Report, copied in full, each line below that contains the word "Which". The match is case-sensitive.

=== RECORDS ===

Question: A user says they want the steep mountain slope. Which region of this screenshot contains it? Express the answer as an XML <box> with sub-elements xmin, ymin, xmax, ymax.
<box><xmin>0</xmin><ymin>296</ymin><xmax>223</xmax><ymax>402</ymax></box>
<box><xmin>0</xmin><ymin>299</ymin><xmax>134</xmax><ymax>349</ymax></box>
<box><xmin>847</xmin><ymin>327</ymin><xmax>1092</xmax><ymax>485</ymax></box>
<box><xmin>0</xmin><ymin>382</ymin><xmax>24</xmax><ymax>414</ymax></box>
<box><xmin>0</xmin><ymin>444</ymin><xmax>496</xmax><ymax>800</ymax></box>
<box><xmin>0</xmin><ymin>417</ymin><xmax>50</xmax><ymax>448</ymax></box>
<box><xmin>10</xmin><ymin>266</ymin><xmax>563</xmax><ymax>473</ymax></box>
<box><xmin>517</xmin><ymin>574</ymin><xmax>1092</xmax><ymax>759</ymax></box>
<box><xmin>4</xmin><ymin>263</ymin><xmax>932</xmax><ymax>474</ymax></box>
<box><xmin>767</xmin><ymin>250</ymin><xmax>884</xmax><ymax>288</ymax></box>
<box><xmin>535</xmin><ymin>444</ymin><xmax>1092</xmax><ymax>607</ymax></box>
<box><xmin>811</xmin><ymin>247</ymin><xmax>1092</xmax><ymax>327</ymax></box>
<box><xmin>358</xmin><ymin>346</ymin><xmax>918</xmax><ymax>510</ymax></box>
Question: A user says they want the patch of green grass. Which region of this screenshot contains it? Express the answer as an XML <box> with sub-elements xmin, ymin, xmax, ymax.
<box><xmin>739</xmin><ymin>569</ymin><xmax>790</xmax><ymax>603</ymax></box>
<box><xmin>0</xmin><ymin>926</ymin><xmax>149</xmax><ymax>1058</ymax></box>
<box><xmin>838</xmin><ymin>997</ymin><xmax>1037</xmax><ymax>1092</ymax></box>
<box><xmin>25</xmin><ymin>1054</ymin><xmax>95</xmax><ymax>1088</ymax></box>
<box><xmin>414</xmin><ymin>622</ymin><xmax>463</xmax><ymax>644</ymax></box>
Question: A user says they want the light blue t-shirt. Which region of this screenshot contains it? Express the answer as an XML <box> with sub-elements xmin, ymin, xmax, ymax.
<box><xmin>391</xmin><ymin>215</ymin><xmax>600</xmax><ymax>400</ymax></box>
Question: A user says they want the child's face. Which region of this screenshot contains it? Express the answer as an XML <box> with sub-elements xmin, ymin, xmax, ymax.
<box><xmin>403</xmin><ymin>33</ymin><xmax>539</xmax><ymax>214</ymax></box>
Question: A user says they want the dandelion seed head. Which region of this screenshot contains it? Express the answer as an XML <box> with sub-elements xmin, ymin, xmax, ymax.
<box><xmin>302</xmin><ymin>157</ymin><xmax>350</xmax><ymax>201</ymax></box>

===

• _FULL ANSWER_
Question: A user says they want the steep mountain slope. Which region of this screenshot contains it? Express the answer as an XML <box> with sub-elements xmin, ymin, xmax, ymax.
Question: A user says they want the patch of green grass. Which region of this screenshot contains it? Express the answer as an XML <box> with sub-elements xmin, ymin, xmax, ymax.
Question: A user says they want the light blue t-shirt. Which region of this screenshot contains it? Express the answer as an XML <box> with sub-elements xmin, ymin, xmax, ymax.
Question: A user says they want the child's face. Which region of this screenshot contains it? Express the answer as an XML <box> with sub-elements xmin, ymin, xmax, ymax.
Question: A user says they want the dandelion seed head. Which region of this screenshot contains it? Express the answer as an XML <box> with sub-elements xmin, ymin, xmax, ymax.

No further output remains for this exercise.